*REQUIRED ACTIONS*
a) From the High Court transcript, write out the passage from "MR R.H. GILLIES, QC:   May" to "Monahan & Rowell)" word for word.
b) According to the High Court transcript, which two judges heard the applications for special leave to appeal?
c) Extend the High Court special leave transcript past its final sentence.

*PASSAGE PROVIDED*

>> START

Bigridge Pty Ltd v Moore & Ors; Neil Evans & Noel McKernan Pty Ltd v Moore & Ors; Smith v Moore & Ors

Case

[2005] HCATrans 152

No judgment structure available for this case.

[2005] HCATrans 152

IN THE HIGH COURT OF AUSTRALIA

Office of the Registry
  Melbourne  No M174 of 2004

B e t w e e n -

BIGRIDGE PTY LTD

Applicant

and

GREGORY MOORE

First Respondent

DAVID RICHARD SPREADBOROUGH

Second Respondent

SCOLARO’S CONCRETE CONSTRUCTIONS PTY LTD (IN LIQUIDATION)

Third Respondent

ANDREW DUNCAN SMITH

Fourth Respondent

NEIL EVANS & NOEL McKERNAN PTY LTD

Fifth Respondent

ANDREW YOUNG

Sixth Respondent

DAVIDSON HUGHES ESTATE PTY LTD

Seventh Respondent

HUDSON CONWAY MANAGEMENT PTY LTD

Eighth Respondent

Office of the Registry
  Melbourne  No M175 of 2004

B e t w e e n -

NEIL EVANS & NOEL McKERNAN PTY LTD

Applicant

and

GREGORY STEPHEN MOORE

First Respondent

DAVID RICHARD SPREADBOROUGH

Second Respondent

SCOLARO’S CONCRETE CONSTRUCTIONS PTY LTD

Third Respondent

BIGRIDGE PTY LTD

Fourth Respondent

ANDREW DUNCAN SMITH

Fifth Respondent

ANDREW YOUNG

Sixth Respondent

DAVIDSON HUGHES ESTATE PTY LTD

Seventh Respondent

HUDSON CONWAY MANAGEMENT PTY LTD

Eighth Respondent

Office of the Registry
  Melbourne  No M176 of 2004

B e t w e e n -

ANDREW DUNCAN SMITH

Applicant

and

GREGORY STEPHEN MOORE

First Respondent

DAVID RICHARD SPREADBOROUGH

Second Respondent

SCOLARO’S CONCRETE CONSTRUCTIONS PTY LTD

Third Respondent

BIGRIDGE PTY LTD

Fourth Respondent

NEIL EVANS & NOEL McKERNAN PTY LTD

Fifth Respondent

DAVIDSON HUGHES ESTATE PTY LTD

Sixth Respondent

HUDSON CONWAY MANAGEMENT PTY LTD

Seventh Respondent

ANDREW YOUNG

Eighth Respondent

Applications for special leave to appeal

McHUGH J
KIRBY J

TRANSCRIPT OF PROCEEDINGS

AT MELBOURNE ON FRIDAY, 11 MARCH 2005, AT 10.12 AM

Copyright in the High Court of Australia

MR R.H. GILLIES, QC:   May it please the Court, I appear with my learned friend, MR C.J. BLANDEN, on behalf of each of the applicants.  (instructed by Deacons, Minter Ellison and Monahan & Rowell)

>> END

*ENTRIES SUPPLIED*
>> START

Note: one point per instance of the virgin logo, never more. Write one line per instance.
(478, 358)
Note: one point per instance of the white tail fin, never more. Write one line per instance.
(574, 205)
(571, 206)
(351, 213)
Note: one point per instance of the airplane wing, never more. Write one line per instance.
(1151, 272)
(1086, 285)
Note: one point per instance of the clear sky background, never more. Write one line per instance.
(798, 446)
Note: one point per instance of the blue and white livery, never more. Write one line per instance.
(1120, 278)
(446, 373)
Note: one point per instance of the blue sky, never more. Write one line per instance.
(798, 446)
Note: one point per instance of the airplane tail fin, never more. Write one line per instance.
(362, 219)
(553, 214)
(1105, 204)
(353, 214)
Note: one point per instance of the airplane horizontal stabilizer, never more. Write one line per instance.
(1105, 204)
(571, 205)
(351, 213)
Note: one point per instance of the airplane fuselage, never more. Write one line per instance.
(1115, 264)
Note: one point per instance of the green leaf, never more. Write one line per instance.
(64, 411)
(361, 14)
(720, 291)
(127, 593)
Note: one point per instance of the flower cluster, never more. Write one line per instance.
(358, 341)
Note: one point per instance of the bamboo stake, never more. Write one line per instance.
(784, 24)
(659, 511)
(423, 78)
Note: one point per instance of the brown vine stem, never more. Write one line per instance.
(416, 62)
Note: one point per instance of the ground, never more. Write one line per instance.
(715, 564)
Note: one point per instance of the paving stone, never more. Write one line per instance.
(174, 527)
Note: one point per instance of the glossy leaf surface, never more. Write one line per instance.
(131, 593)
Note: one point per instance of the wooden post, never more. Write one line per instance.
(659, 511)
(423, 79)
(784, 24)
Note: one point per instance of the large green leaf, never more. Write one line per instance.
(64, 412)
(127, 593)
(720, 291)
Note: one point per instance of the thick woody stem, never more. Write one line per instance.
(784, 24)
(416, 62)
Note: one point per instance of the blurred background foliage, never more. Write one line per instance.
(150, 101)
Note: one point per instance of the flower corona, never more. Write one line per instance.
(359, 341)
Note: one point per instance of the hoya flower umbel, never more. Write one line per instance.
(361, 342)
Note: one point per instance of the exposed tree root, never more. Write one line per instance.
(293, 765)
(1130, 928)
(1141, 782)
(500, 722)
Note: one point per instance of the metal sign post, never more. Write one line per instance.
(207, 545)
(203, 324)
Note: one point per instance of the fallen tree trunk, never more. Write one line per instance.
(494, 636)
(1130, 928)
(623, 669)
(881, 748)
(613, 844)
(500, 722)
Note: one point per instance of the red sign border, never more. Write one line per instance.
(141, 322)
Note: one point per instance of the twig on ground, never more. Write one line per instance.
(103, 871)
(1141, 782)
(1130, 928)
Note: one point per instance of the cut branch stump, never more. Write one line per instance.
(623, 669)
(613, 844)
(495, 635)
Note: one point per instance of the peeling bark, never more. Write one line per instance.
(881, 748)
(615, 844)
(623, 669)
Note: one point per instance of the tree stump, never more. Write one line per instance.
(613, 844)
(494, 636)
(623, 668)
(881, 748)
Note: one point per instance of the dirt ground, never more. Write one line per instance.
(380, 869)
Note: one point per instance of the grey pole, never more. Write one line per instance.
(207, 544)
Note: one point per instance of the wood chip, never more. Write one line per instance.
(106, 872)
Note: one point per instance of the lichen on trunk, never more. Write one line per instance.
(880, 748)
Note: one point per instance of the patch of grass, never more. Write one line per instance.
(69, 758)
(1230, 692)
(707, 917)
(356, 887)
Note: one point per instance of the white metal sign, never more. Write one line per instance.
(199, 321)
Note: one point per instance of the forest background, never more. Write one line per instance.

>> END

*EXPECTED OUTPUTS*
a)
MR R.H. GILLIES, QC:   May it please the Court, I appear with my learned friend, MR C.J. BLANDEN, on behalf of each of the applicants.  (instructed by Deacons, Minter Ellison and Monahan & Rowell)

b) McHugh J and Kirby J.

c)
MR D.E. CURTAIN, QC:   May it please the Court, I appear with my learned friend, MR F.D. SACCARDO, SC on behalf of the respondent Moore, and with my learned friend, MR K.D. MUELLER, on behalf of the respondent Spreadborough.  (instructed by Ligeti Partners and Dibbs Barker Gosling)

McHUGH J:   Yes.  The Deputy Registrar has issued three certificates.  She certifies that she has been informed by K.L. Sutherland of Bent & Cougle, the liquidator of Scolaro’s Concrete Constructions Pty Ltd (in liquidation), which is named as respondent in each of the above matters, that the liquidator does not seek to file any summary of argument.  She also certifies that she has been informed by Blake Dawson Waldron, solicitors acting for Hudson Conway Management Limited, which is named as a respondent in each of the above matters, that Hudson Conway Management Limited will submit to any order of the Court save as to costs.  She also certifies that she has been informed by Moray & Agnew, solicitors for Andrew Young, who is named as a respondent in each of the above matters, that Andrew Young will submit to any order of the Court save as to costs. 

Yes, Mr Gillies.  Mr Gillies you also appear for the fourth and fifth respondent, do you not?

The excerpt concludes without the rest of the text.